━━━ Input for this task ━━━
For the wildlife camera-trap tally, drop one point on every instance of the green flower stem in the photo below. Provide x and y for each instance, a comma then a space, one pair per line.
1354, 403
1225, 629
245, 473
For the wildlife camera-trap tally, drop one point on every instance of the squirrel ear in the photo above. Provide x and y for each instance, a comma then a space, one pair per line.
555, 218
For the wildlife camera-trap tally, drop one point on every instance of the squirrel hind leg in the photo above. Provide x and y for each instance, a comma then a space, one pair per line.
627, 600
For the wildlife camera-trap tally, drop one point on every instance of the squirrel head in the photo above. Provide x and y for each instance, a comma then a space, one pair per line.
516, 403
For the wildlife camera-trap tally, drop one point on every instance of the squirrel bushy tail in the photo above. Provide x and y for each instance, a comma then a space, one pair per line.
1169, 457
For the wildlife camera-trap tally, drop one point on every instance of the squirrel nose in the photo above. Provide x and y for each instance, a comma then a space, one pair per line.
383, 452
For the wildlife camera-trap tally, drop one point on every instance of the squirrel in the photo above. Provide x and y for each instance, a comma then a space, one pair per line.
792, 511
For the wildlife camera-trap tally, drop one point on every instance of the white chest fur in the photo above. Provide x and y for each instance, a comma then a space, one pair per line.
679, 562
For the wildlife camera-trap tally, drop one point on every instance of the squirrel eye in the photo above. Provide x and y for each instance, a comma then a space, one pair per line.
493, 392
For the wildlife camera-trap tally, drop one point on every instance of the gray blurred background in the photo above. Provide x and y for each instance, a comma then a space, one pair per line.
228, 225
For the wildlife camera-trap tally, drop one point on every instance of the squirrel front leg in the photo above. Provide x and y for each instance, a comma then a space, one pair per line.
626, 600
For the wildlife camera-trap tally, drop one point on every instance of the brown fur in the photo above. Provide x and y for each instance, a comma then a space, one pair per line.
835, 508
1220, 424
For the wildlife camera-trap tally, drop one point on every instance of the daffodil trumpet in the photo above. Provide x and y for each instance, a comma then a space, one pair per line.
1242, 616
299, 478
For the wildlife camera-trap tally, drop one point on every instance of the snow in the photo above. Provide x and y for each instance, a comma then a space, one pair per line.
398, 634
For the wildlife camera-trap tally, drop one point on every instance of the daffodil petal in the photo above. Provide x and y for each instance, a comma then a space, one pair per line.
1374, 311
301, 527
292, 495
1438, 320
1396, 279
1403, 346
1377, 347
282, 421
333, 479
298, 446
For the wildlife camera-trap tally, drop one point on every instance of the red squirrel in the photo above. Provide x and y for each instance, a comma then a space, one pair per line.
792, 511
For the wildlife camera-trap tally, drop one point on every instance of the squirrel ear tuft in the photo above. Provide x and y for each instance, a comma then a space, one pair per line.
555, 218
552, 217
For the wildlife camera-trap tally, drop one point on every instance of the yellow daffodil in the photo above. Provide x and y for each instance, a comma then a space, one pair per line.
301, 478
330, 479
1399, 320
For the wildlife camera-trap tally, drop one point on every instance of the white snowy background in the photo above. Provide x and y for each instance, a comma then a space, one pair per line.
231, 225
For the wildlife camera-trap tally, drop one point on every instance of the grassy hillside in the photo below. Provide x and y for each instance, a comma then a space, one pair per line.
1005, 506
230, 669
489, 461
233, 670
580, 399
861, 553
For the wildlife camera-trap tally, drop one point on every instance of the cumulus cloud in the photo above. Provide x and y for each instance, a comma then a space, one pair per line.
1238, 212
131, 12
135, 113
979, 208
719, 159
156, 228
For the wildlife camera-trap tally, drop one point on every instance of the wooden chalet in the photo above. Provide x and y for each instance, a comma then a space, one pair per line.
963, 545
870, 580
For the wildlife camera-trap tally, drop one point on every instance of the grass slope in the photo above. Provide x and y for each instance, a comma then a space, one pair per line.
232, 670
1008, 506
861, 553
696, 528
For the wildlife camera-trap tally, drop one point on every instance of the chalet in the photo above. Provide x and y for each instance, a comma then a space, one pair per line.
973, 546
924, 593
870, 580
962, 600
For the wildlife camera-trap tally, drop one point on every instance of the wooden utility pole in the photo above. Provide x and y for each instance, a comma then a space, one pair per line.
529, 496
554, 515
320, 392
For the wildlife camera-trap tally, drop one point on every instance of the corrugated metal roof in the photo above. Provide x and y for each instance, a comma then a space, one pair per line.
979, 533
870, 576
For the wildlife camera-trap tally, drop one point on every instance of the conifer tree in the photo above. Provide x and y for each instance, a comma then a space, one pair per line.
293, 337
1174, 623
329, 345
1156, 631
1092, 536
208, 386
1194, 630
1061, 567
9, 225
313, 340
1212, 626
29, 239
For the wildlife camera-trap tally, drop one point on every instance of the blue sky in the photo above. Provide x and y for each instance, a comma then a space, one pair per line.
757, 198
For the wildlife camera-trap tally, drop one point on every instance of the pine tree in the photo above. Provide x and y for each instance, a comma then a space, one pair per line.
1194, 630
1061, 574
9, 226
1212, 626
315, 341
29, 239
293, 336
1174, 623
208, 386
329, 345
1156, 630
━━━
The exercise ->
Take the line in which "of the blue" occurs and each subsequent line through the end; give these lines again without alteration.

Task answer ->
For the wildlife camera-trap tally, drop one point on every instance of the blue sky in the photo above. Provide x and y for each instance, a comma then a space, one pair per line.
757, 198
For the wildlife camera-trap tally, drop one point on every instance of the pine tree in the photo above. Provide x and y for each instance, a comma then a space, one pair per line.
1194, 630
1061, 574
9, 226
1212, 626
315, 341
29, 239
293, 336
1174, 623
208, 386
329, 345
1156, 630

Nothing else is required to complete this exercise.